* _Assignment_:
The task calls for an exact copy of the records, without any images.
•••••
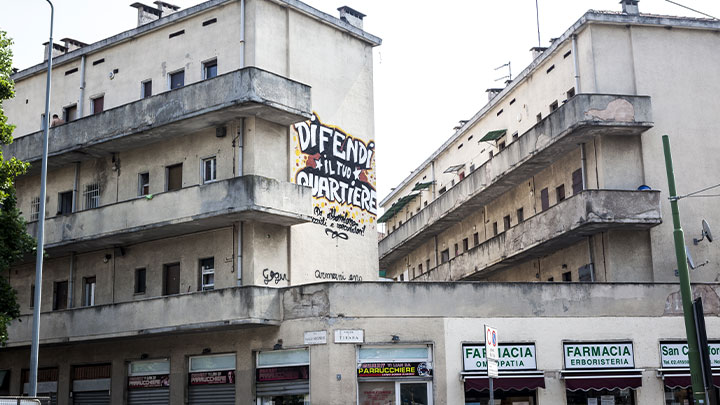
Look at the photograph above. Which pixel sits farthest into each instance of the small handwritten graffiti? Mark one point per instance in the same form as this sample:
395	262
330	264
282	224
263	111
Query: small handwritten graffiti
269	275
321	275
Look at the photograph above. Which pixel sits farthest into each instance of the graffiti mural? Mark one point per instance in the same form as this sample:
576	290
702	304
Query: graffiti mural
340	169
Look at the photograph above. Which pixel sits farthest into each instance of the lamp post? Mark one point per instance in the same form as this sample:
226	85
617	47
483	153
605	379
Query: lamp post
41	224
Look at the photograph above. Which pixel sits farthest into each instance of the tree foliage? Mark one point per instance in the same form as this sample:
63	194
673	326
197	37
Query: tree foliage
14	240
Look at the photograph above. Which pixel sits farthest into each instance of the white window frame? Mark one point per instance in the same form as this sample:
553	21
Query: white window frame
213	160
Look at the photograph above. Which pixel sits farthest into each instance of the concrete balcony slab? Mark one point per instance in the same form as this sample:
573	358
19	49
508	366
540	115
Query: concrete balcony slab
200	311
560	226
248	92
189	210
582	118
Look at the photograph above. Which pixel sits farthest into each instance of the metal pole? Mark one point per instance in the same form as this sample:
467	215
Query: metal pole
685	290
41	225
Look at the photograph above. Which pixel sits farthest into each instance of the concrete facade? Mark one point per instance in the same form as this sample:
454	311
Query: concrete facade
587	114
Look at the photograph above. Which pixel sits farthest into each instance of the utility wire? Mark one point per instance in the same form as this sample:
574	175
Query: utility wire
692	9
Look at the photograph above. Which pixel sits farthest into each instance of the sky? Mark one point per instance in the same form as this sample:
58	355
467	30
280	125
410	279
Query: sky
432	70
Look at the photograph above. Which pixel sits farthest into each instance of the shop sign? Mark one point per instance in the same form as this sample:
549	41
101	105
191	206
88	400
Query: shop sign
148	381
512	357
317	337
283	373
349	336
676	354
396	369
213	377
598	355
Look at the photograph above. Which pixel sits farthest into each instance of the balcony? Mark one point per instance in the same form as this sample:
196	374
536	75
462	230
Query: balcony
191	209
584	214
582	118
226	308
248	92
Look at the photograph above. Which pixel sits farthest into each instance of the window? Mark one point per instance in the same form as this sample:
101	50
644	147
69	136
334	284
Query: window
65	203
35	209
560	192
98	104
445	256
91	196
70	113
544	199
146	89
143	184
171	279
60	295
174	177
140	285
210	69
209	168
207	274
177	80
89	284
577	181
•••••
* _Answer box_:
Look at the photograph above. Which pixel sits farthest into each instance of the small handwritten graffiti? Mark one point per instance in the same form as this sample:
395	262
330	264
282	224
263	111
Query: small handwritten graffiti
269	275
321	275
Look at the photograph above. Which pixel sits farthest into each instance of the graffiti mural? Mark one point per instance in the same form as this sample:
576	290
702	304
Query: graffiti mural
340	169
Look at the photograph above. Which pixel sits farthest into each instance of the lamp post? Mark one point per instance in the same form as this sample:
226	85
617	47
483	153
605	379
Query: lamp post
41	224
Look at the photograph above. Which pixel sits farthest into each instance of the tree foliage? Mark one point per instance in the same form as this sample:
63	194
673	326
197	37
Query: tree foliage
14	240
Look at the photograph above. Which pixel sits farthest into each instance of the white window frame? Mark one point per instance in the same form as this sample:
553	21
Query: white window frame
213	160
Look at the photograph above. Which pixel sits farthest into each instance of the concrete balcony slab? Mark one point per instance in the same form as this sample:
573	358
19	49
508	366
540	115
Query: concrete balcony slab
200	311
560	226
248	92
189	210
582	118
Look at the photograph above. Which pixel sits farthest into each instance of the metal pole? Mark one point per instance in the same form as this sample:
467	215
Query: metal pole
685	290
41	225
Look at the photograph above. Which pixel sits farthest into each instance of the concrete facade? Mark one point per instance in the same form as this sample:
454	311
Query: concrete facade
587	114
Look at the photograph above. Which pixel sits farthest into each instance of the utility wire? Mark one point per instance in the same form as this sample:
574	175
Query: utility wire
692	9
Look at the photograph above. Which pixel sits farthest into each instance of the sky? Mark one point per instance in the same form as this sample:
58	355
467	30
280	125
410	279
Query: sky
432	70
Look at the photograph above. Which pixel sits farthest into each instance of the shop sign? Mark one point per instance in the same form as this sample:
549	41
101	105
191	206
88	400
Query: shop sign
148	381
512	357
317	337
283	373
349	336
676	354
396	369
213	377
598	355
Look at the photograph above. Which pixel sits farthest into each instance of the balcony? Mark one point per instance in the same form as this sample:
196	374
536	75
462	230
Query: balcony
191	209
584	214
582	118
226	308
248	92
Look at the photograph above. Which pixel sits farthest into each instance of the window? Mark one point per instance in the same form as this sample:
101	50
644	147
69	136
334	284
Query: window
65	203
35	209
560	192
98	104
445	256
91	196
70	113
544	199
146	89
143	184
171	279
60	295
174	177
140	285
210	69
209	168
207	274
177	80
89	284
577	181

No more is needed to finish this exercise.